> _Exercise requirements_:
Every line of the records below should be restated exactly.

## Begin Entries shown

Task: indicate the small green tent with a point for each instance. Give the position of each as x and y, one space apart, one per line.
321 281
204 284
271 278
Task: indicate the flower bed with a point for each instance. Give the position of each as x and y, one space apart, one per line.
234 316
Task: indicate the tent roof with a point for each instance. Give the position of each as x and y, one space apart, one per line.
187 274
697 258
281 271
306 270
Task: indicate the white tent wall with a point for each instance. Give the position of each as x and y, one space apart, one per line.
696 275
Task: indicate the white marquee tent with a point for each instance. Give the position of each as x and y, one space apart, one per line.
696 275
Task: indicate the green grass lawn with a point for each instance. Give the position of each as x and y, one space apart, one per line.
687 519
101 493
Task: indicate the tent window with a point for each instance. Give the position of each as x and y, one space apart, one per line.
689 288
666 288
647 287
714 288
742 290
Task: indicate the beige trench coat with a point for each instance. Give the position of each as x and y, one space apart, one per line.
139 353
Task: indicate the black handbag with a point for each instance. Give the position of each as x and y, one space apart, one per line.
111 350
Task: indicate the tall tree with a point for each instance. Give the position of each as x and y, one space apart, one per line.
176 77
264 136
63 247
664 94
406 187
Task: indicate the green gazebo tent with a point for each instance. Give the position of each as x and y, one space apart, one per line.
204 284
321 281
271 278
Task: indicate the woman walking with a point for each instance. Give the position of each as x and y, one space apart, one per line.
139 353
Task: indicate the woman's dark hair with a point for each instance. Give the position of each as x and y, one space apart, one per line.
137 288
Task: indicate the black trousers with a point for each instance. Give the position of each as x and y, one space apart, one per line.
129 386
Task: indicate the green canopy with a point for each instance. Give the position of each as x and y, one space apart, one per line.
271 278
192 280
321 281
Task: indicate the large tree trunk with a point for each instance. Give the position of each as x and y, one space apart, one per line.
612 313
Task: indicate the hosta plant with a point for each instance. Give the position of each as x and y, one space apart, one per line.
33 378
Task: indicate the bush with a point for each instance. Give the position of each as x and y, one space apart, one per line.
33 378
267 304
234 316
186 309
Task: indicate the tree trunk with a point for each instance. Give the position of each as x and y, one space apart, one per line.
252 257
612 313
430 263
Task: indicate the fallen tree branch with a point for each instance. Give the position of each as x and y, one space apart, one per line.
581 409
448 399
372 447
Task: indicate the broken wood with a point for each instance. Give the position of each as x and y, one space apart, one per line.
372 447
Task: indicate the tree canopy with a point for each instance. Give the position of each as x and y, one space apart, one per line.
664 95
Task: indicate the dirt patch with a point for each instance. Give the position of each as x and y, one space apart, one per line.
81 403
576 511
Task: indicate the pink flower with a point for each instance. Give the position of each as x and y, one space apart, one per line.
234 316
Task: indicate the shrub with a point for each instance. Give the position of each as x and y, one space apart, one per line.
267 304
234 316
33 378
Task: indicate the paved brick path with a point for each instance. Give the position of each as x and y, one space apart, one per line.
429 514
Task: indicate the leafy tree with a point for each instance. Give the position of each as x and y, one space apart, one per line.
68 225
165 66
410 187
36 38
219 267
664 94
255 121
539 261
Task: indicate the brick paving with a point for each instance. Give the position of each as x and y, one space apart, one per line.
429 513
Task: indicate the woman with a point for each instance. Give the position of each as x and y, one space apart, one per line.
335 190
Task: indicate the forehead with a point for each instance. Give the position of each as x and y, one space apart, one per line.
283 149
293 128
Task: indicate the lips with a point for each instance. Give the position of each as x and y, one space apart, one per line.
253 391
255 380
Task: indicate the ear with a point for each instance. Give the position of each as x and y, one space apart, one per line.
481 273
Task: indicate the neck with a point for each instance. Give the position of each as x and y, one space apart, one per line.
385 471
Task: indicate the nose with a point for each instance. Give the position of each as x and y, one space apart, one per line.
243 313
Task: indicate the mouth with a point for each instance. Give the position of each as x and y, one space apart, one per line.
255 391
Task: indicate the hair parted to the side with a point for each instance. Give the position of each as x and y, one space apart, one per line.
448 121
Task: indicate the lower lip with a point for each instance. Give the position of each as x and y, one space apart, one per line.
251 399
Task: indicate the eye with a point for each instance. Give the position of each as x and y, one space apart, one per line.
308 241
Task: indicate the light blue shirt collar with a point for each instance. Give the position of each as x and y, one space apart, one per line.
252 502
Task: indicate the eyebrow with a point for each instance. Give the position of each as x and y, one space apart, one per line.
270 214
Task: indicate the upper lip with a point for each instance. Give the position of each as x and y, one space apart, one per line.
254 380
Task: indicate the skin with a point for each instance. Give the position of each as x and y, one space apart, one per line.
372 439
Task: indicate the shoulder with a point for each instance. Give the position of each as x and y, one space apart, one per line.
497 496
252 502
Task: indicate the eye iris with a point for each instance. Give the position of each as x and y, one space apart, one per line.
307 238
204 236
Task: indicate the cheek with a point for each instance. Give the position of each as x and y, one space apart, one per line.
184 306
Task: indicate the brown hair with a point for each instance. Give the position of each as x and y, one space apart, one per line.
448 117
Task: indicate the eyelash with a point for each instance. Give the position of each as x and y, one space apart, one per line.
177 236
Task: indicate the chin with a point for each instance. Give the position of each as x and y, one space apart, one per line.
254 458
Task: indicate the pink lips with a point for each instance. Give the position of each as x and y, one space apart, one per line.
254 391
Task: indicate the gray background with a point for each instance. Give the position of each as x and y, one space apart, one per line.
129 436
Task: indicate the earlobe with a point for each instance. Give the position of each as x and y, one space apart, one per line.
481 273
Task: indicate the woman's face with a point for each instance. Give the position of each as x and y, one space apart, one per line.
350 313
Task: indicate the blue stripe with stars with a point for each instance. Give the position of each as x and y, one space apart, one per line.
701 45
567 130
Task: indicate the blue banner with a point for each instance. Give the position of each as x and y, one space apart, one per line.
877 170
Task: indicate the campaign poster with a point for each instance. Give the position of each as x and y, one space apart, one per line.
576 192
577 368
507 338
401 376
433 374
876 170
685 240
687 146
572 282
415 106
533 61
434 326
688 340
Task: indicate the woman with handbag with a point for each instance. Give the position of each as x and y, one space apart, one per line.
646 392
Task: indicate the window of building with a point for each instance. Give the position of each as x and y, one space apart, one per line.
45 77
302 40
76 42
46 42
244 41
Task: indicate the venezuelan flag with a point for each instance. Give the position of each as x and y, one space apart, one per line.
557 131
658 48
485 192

## End Entries shown

> _Solution to the exercise_:
Task: indicate the small green tent with a point for each instance. Give the position of each as x and y, one space apart, one per line.
321 281
204 284
271 278
Task: indicate the flower bed with a point for each instance. Give the position of each as x and y, one space apart, one per line.
234 316
Task: indicate the tent roof with a point for each instance. Give the position of each as x and y, one space apart, one per line.
187 274
697 258
281 271
306 270
Task: indicate the white tent wall with a point for each instance. Give the position of each as x and y, one space apart, one per line.
696 275
Task: indicate the white marquee tent with a point for each instance. Give the position of each as x and y, one space apart, one per line.
696 275
Task: indicate the green grass lawn with a point for each instance. Give the position of each as x and y, one space apart, one per line.
687 519
101 493
Task: indicate the tent window with a point for each instance. Give the position of each as x and y, one space apart, one per line.
689 288
666 288
647 287
714 288
742 290
Task: indicate the beige trench coat with a point for each instance. Give the position of each as x and y, one space apart, one per line.
139 353
Task: indicate the black handbag with a point for each instance. Give the position of each as x and y, one space apart, one per line.
111 350
Task: indicate the tall tree with a point for each instance. Give the position of each as x and y, one space apart, one per line.
176 77
264 136
63 247
664 94
406 187
Task: indicate the green gazebo tent with a point for each instance. Give the position of each as x and y, one space apart, one per line.
204 284
321 281
271 278
Task: indicate the woman walking with a point for each instance. Give the position of each as x and y, one space apart, one per line.
139 353
Task: indicate the woman's dark hair with a point for each instance. Give the position of each as x and y, one space apart, one per line.
137 288
Task: indicate the black trousers with a point for each instance. Give the position of each as x and y, one space apart, one per line.
129 386
Task: indicate the green canopy with a point for each instance. Give the position of each as x and y, one space apart, one per line.
271 278
192 280
321 281
Task: indicate the large tree trunk with a point for each instance. Give the position of each as x and y, one space apart, one per line.
612 313
Task: indicate the hosta plant with a point for each instance. Give the position of each as x and y, one space apart, one per line.
33 378
Task: indicate the bush with a point for each instance. Give the position of each as x and y, one space apart, one per line.
33 378
267 304
234 316
186 309
Task: indicate the tree trunk with a point for each instance. Give the position of each as x and y, one space apart, one per line.
252 257
612 313
430 263
Task: indicate the fallen tree branch with a point for each instance. Give the position of each as x and y, one space apart, one per line.
581 409
448 399
372 447
Task: indicate the broken wood with a point for each instance. Give the position of each as x and y, one space apart, one per line.
372 447
Task: indicate the tree canopy with a point for each instance. Give the position of each as x and y, one space apart, one per line.
664 95
Task: indicate the dirt patch with a point for each instance. Give the position of each as x and y, one space apart, one per line.
81 403
576 511
Task: indicate the pink flower with a point for each instance. Give the position of each as x and y, one space apart, one per line.
234 316
Task: indicate the shrub with a point for each instance. Give the position of each as x and y, one space apart, one per line.
267 304
234 316
33 378
Task: indicate the paved brick path with a point for each instance. Give the position of each as x and y, one space apart, one per line.
429 514
Task: indicate the leafy tree with a point for each instance. Give the position of each as x and y, one space apart, one per line.
68 225
165 66
410 187
36 38
219 267
664 94
255 121
539 261
Task: indicate the brick paving with a point for each instance. Give the position of each as x and y, one space apart, one per line.
429 513
Task: indicate the woman with a point for each instance. Give the position of each as x and y, one space apart, one per line.
335 190
Task: indicate the forehead with a point for each instance. Give the position of each as x and y, one space apart, one per line.
283 149
293 128
Task: indicate the lips with a point for each instance. Give the position of each as x and y, one space apart, one per line.
253 391
255 380
Task: indicate the ear with a point for each instance. Give the position of each as x and y, one space apart, one per line.
481 273
Task: indicate the neck with a point for each instance. Give the position of each as x and y, one space apart, one per line.
385 471
Task: indicate the nose with a point for each instance. Give the position of each as x and y, one space apart, one per line.
243 313
Task: indicate the mouth with a point for each instance. Give the position of each as x and y, one space apart, one per line.
255 391
Task: indicate the hair parted to the side with a point for each instance. Give the position of each as x and y, one space apart, one per line.
448 121
Task: indicate the lower lip with a point for each instance. Give the position of each as x and y, one space apart, one per line.
251 399
Task: indicate the eye with a point for each instance. Give the position of each as x and y, one space apart, one per line.
308 241
Task: indicate the light blue shirt collar with a point for each instance. Give the position of each as x and y, one space apart, one per line.
252 502
Task: indicate the eyebrow with a point for each instance. Give the position of each as x and y, one space apart, one per line.
270 214
Task: indicate the upper lip with a point for each instance. Give the position of each as x and y, one space apart, one per line.
254 380
Task: indicate the skin with a point for each instance. Give the position of each as x and y, one space apart, one per line.
372 439
Task: indicate the shoulder with a point for each instance. Give the position of each as x and y, one space apart, one per line.
497 496
252 502
Task: indicate the eye iris with a point for each instance. Give the position of each as x and y, one space apart, one per line.
307 238
204 236
Task: indicate the cheek with a point for each instance. Give the position of each as x and y, one space apart, one per line.
184 306
Task: indicate the brown hair with a point for each instance. Give the position of each as x and y, one space apart, one per line.
448 117
Task: indicate the eyelash with a point for each instance. Give the position of each as x and y, one space apart, one per line.
177 236
Task: indicate the chin with a point for each instance. Give the position of each as x and y, one space apart, one per line.
254 458
Task: indicate the pink lips with a point for each instance. Give the position of each as x and y, one space apart, one per line.
254 391
Task: indicate the gray background with a point for each instance. Give the position of each as x and y, one space apart, one per line.
129 436
Task: indicate the earlobe with a point for each instance. Give the position of each as x and y, one space apart, one per line.
481 273
Task: indicate the woman's face with a point for each instance. Give the position of each as x and y, one space apart, one per line.
350 313
Task: indicate the blue stripe with stars with a point for each instance. Give the position of each as x and y, one space apart, one per line.
701 45
567 130
Task: indicate the blue banner with a point for each instance. Give the position of each as x and y, one space apart, one per line.
877 170
Task: indicate the campaign poster with a point for each instance. Give the position of each as x and y, one space apart, one per line.
576 192
577 368
507 338
401 376
433 374
876 170
685 240
687 146
572 282
415 106
533 61
434 326
688 340
Task: indicate the woman with handbag with a point for each instance. Give the position of each as x and y, one space apart, one per line.
646 392
Task: indicate the window of building with a point for each instance. Give the position of each as x and y, one space apart, one per line.
45 77
302 40
76 42
46 42
244 41
Task: indicate the venezuelan flag with a point for each instance. Give the position of each as x and y, one space apart, one per line.
557 131
658 48
485 192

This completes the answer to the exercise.